## DATASET RECORDS
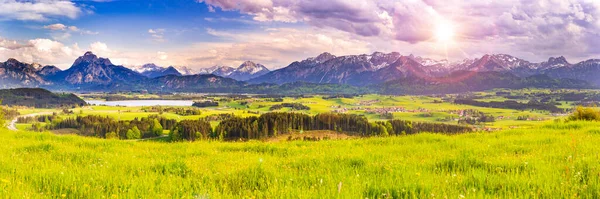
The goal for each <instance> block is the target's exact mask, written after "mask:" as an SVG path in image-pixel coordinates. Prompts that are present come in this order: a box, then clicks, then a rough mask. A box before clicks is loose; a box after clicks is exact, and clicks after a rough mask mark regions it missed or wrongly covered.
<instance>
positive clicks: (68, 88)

---

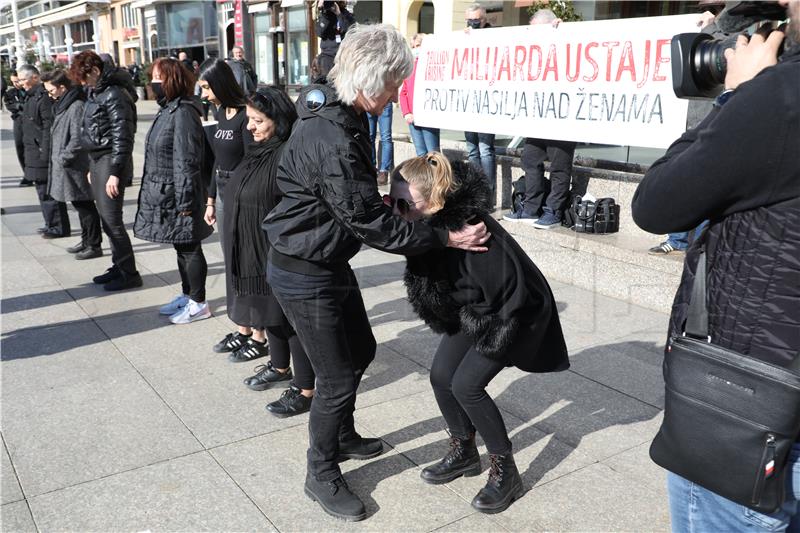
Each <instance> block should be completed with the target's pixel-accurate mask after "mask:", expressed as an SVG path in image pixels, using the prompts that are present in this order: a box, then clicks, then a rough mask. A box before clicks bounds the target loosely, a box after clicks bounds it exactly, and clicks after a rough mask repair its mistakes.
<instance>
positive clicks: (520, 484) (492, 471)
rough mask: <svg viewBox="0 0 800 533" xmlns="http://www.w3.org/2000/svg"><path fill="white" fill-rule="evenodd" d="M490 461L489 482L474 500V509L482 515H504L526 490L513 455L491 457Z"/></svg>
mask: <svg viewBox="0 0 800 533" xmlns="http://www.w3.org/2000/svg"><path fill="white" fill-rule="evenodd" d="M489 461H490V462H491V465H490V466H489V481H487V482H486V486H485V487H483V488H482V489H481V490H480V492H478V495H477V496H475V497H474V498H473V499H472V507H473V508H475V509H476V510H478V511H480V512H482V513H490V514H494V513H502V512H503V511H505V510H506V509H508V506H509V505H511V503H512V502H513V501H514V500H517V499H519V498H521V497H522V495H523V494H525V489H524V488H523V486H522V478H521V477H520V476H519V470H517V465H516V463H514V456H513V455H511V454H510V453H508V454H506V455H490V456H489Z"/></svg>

--

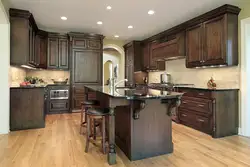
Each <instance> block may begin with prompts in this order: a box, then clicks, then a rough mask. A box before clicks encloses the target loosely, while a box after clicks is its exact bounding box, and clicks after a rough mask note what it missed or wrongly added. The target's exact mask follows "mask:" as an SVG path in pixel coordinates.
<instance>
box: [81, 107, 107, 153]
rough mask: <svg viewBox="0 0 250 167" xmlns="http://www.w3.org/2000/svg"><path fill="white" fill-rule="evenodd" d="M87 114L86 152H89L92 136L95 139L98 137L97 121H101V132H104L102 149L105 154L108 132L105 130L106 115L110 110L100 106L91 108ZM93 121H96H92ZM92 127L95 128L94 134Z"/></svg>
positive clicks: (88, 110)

## WHAT YOU WILL DO
Copy out the rows between the line containing "Each <instance> block may" and the line containing "positive clicks: (88, 110)", inclusive, reproducing them character for character.

## TASK RESULT
Each <instance> block may begin with prompts in this order: a box, then clicks, then a rough mask. A box before clicks encloses the target loosely, while a box after clicks is its exact bounding box, and clicks after a rough mask note what it missed or wrongly added. The target's exact mask follows "mask:" as an SVG path in pixel coordinates.
<instance>
box: [81, 107, 107, 153]
rough mask: <svg viewBox="0 0 250 167" xmlns="http://www.w3.org/2000/svg"><path fill="white" fill-rule="evenodd" d="M87 114L86 152H89L92 136L95 139L98 137L97 121H101V132H104L102 149L105 154L108 132L105 130L106 115L110 110L100 106L91 108ZM93 121H96H92ZM92 127L95 128L94 134Z"/></svg>
positive clicks: (88, 110)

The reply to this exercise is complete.